• [PASSAGE FOR REVIEW]:
Civil rights: Sinn Fein event celebrated IRA’s suspension of human rights, says ex-bomber

Sinn Fein president Mary Lou McDonald giving a speech in Londonderry on Saturday to mark the 50th anniversary of a civil rights march in the city
Sinn Fein president Mary Lou McDonald giving a speech in Londonderry on Saturday to mark the 50th anniversary of a civil rights march in the city

A former IRA bomber from Londonderry has accused Sinn Fein president Mary Lou McDonald of coming into his home city and celebrating the IRA’s ‘suspension of civil and human rights’ under the guise of a civil rights movement commemoration.

On Saturday Ms McDonald marked the 50th anniversary of the Duke Street civil rights march in Londonderry by telling a huge crowd nearby that the ongoing fight for women’s, disability, gay and Irish language rights will be victorious.

Shane Paul O'Doherty, the former IRA bomber who now repudiates violence

Shane Paul O'Doherty, the former IRA bomber who now repudiates violence

The Sinn Fein leader was speaking after marching with thousands of supporters from Duke Street to the city centre.

“It is an honour to be here in Derry,” she said. “The city of Martin McGuinness, John Hume and now of Elisha McCallion. This proud city stands on the shoulders of giants.”

She told a cheering crowd: “While so much has changed, so much progress made, we have much further still to travel ... The battle for equality and civil rights is not history. We will have full civil rights and we will have equality. And we will have a new and united Ireland.”

However, former IRA bomber and Londonderry man Shane Paul Doherty, now a committed Christian, took umbrage at her speech.

“Sinn Fein’s march on Saturday was really a celebration of the IRA’s suspension of the civil and human rights of all of its 1,700 murder victims,” he said.

“Human bombs, those civilians it abducted, tortured, murdered and then disappeared, its mass-casualty anti-civilian bombings and finally, a celebration of its war on truth.

• [MATERIAL PROVIDED]:
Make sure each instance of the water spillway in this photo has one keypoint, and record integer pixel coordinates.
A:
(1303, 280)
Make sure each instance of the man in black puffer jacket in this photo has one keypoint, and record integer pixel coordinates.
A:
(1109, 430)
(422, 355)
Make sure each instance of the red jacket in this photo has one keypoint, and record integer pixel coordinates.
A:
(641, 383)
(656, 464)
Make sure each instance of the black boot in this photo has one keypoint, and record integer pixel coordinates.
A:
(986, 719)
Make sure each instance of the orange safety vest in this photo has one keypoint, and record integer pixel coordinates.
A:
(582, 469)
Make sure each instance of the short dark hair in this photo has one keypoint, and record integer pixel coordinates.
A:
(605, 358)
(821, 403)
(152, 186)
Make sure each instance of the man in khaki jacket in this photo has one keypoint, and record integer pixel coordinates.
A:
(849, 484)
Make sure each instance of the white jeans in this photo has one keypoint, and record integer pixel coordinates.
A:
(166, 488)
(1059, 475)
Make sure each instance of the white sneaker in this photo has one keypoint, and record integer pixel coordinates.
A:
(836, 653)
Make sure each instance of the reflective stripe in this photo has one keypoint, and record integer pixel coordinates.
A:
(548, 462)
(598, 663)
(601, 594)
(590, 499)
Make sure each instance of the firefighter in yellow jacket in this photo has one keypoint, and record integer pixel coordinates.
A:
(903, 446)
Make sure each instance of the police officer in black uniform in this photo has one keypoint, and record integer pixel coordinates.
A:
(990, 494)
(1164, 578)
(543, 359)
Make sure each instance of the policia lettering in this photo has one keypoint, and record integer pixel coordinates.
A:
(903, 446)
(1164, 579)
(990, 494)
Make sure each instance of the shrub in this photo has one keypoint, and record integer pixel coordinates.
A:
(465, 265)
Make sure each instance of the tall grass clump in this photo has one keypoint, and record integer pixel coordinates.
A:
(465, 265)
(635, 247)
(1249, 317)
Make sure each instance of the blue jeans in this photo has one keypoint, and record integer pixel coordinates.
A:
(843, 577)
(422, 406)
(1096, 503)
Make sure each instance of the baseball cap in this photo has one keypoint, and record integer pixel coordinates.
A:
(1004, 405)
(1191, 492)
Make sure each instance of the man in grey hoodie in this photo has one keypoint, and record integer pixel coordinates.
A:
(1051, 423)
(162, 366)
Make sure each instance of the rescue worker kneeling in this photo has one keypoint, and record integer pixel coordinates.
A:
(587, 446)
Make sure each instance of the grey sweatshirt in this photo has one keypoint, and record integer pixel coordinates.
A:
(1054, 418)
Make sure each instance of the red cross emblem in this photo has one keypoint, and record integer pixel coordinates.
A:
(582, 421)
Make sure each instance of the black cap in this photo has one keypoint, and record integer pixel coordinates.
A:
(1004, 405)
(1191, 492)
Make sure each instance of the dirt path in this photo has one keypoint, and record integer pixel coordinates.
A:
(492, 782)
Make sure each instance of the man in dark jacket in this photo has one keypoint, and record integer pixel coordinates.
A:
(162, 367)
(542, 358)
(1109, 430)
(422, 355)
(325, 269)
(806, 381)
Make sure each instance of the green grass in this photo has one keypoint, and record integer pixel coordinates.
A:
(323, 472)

• [PROBLEMS TO WORK ON]:
1. According to the article on the Derry civil rights anniversary above, where did the Sinn Fein leader march with thousands of supporters before speaking?
2. Quote the article on the Derry civil rights anniversary word for word, taking everything from "She told a cheering" down to "at her speech.".

• [SOLVED TASKS]:
1. From Duke Street to the city centre.

2.
She told a cheering crowd: “While so much has changed, so much progress made, we have much further still to travel ... The battle for equality and civil rights is not history. We will have full civil rights and we will have equality. And we will have a new and united Ireland.”

However, former IRA bomber and Londonderry man Shane Paul Doherty, now a committed Christian, took umbrage at her speech.